Texto de lectura:
Introducción
Nuestro banquete
En enero de 2017, Mariano, un neurocientífico argentino, cayó como un paracaidista en una pequeña calle del barrio de Chamartín, en Madrid. Se mudó con su mujer y sus hijos de cinco y siete años a una casa provisional, en la que nunca llegó a vaciar del todo las cajas. Cada vez que abría la ventana oía el flamenco de Pata Negra, el saxo de Lester Young o las maracas del Trío Matamoros, que sonaban a todo volumen desde una casa vecina a la que unos meses antes había llegado, más como náufrago que como paracaidista, Jacobo, un madrileño de ascendencia vasca. Acababa de cerrar su empresa de diseño de aplicaciones móviles en Austin, Texas, donde llevaba unos años viviendo con su familia. Estos dos vecinos cuarentones estaban encerrados en sus casas, una frente a la otra, preguntándose qué hacer con el resto de sus vidas y poniendo en marcha todo tipo de proyectos que nunca terminaban de concretarse.
El rumor de que aquel argentino que estaba todo el día encerrado era un reputado neurocientífico excitó la curiosidad de los vecinos, hasta el punto de que un día la cuñada de Jacobo, que vivía en la misma calle, organizó un aperitivo al que invitó a medio barrio para sacar al científico argentino de su madriguera. Mariano suele hablar con soltura para grandes audiencias, pero eso no hace más que disimular su profunda introversión. Imaginaba ese aperitivo de vecinos chismosos —al que fue empujado por el entusiasmo social de su mujer— como una pesadilla propia de un suburbio estadounidense que no se esperaba encontrar en Madrid. Se sentó en una esquina en el más estricto silencio y calculó cuántos minutos de cortesía debía conceder a esa gente antes de poder huir de vuelta a casa. Pero su plan de huida se topó con otro que habían puesto en marcha los vecinos. La comitiva del barrio había depositado toda su confianza en las habilidades sociales de Jacobo para que le extrajera alguna declaración, cualquier información morbosa que les permitiera luego ostentarla con sus conocidos. Esperaban revelaciones oraculares sobre la naturaleza del alma humana, los rincones tenebrosos del deseo, los interruptores de la oxitocina y demás temas que rellenan las páginas de divulgación de cualquier revista dominical y provocan una fascinación casi pueril a los legos en la materia. Mariano, espeluznado ante esa encerrona, se encogió aún más si cabe en la esquina sombría del jardín donde tomaba el aperitivo, mientras Jacobo, con ímpetu de minero, seguía picando roca en busca de conversación.

Registros almacenados:
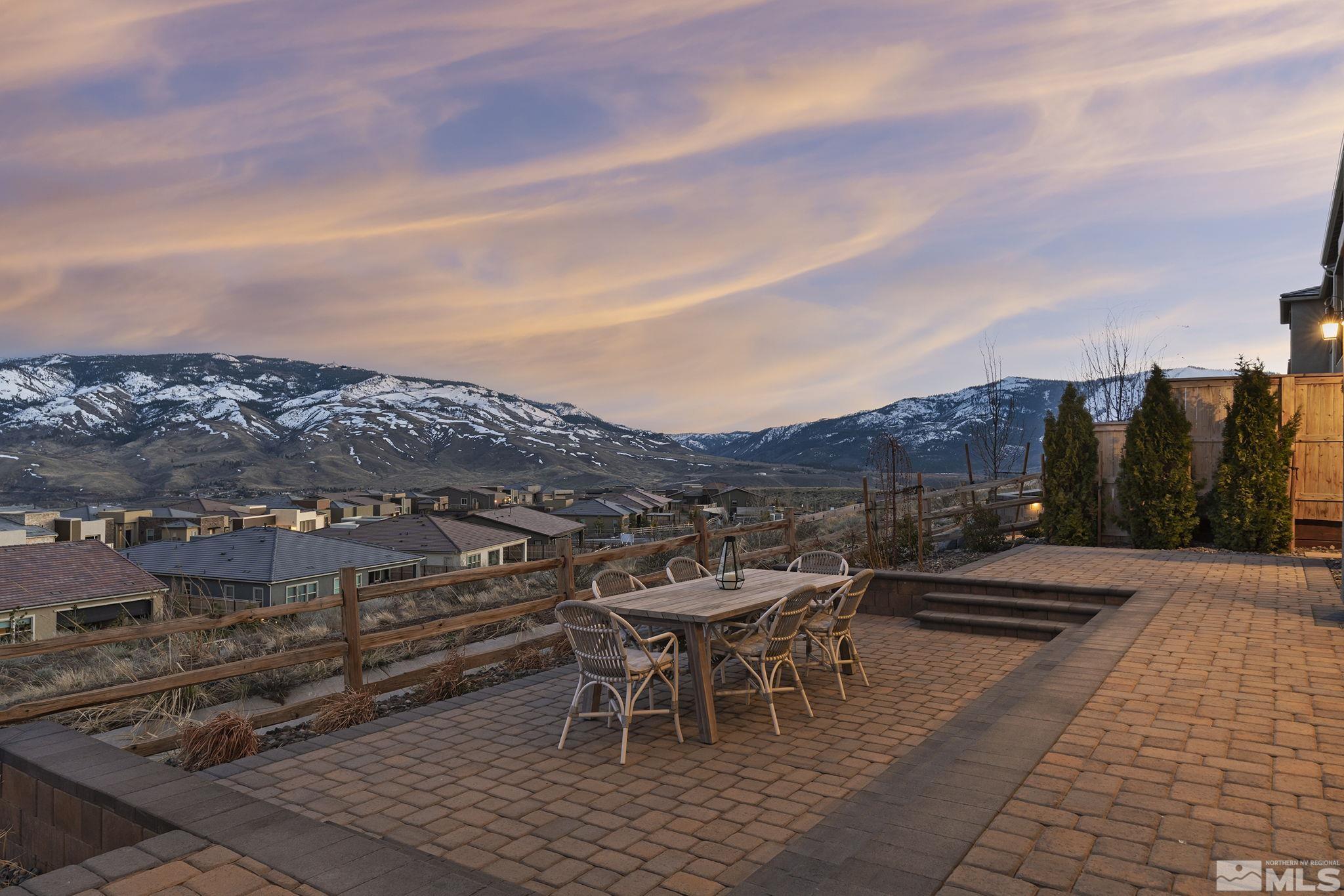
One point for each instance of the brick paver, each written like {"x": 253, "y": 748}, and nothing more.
{"x": 479, "y": 779}
{"x": 1218, "y": 735}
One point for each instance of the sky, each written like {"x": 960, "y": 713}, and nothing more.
{"x": 687, "y": 215}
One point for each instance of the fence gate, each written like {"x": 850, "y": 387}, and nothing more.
{"x": 1318, "y": 485}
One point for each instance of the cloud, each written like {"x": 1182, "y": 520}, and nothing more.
{"x": 631, "y": 205}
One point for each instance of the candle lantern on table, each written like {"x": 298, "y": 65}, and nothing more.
{"x": 730, "y": 566}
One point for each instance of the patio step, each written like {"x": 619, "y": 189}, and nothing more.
{"x": 999, "y": 626}
{"x": 1009, "y": 606}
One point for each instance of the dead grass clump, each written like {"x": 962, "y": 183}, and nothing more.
{"x": 524, "y": 660}
{"x": 445, "y": 679}
{"x": 225, "y": 738}
{"x": 343, "y": 711}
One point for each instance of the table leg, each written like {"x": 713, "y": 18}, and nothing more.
{"x": 702, "y": 676}
{"x": 846, "y": 655}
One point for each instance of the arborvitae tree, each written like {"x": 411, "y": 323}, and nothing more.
{"x": 1251, "y": 510}
{"x": 1069, "y": 473}
{"x": 1156, "y": 491}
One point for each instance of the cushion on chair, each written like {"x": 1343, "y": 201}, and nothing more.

Enunciado del ejercicio: Escribe la continuación del texto sobre los dos vecinos de Chamartín a partir de su última frase. Los registros son un material aparte, independiente del texto.

Respuesta final:
Todo cambió cuando Mariano, que ya calculaba el momento de retirarse, escuchó al hermano de Jacobo hablar de un torneo de mus. Se le iluminó la cara, preguntó por aquel juego de cartas del que tanto había oído hablar, y Jacobo pudo decir con entusiasmo aquello de «¡Me alegra que me hagas esa pregunta!». A Mariano le gusta aprender los juegos que son populares en cada sitio al que viaja, mientras que Jacobo no sabe de ningún otro juego, ni le interesa aprender más; el mus le colma, siente que es la mejor manera de extender una sobremesa.
Pasado un año, Mariano y Jacobo ya se presentaban juntos a campeonatos de mus, y, como se juega de a cuatro, Mariano conoció también a los amigos de Jacobo, y a los amigos de sus amigos. Pronto empezaron a hacer otras cosas propias de la amistad, como montar en bicicleta, hacer asados y arroces y cantar en las sobremesas. Les tocó justo una buena temporada de fiestas en las que fueron generando una intimidad, en la misma medida en que también perdían algo de esa dignidad que el desconocimiento mutuo suele otorgar. Muy rápido se encendió entre ellos la química del carbono, ese elemento inexplicable que hace que dos personas sientan, en la piel, el deseo de amistad.
Por entonces, Jacobo, que seguía sin saber bien qué hacer con su vida, empezó a escribir su primera novela y compartió sus borradores con Mariano. Este, a su vez, leyó el manuscrito de su nuevo ensayo a Jacobo. Ambos libros se publicaron y tuvieron buena acogida, la necesaria para ilusionarse con la idea de escribir más. Pasado un tiempo, a Mariano le pareció que, como el mus, los asados o la bicicleta, escribir un libro también era una buena oportunidad para embarcarse en una aventura con un amigo. Entonces le propuso a Jacobo escribir algo a cuatro manos, y Jacobo pensó que ese algo que estaría bien investigar junto a un amigo era precisamente la amistad. No sabían muy bien cómo abordar un tema tan vasto y polimorfo, pero, como primera regla, acordaron que el narrador sería la primera persona del plural; no habría un tú ni un yo, sino una sola voz nacida del nosotros.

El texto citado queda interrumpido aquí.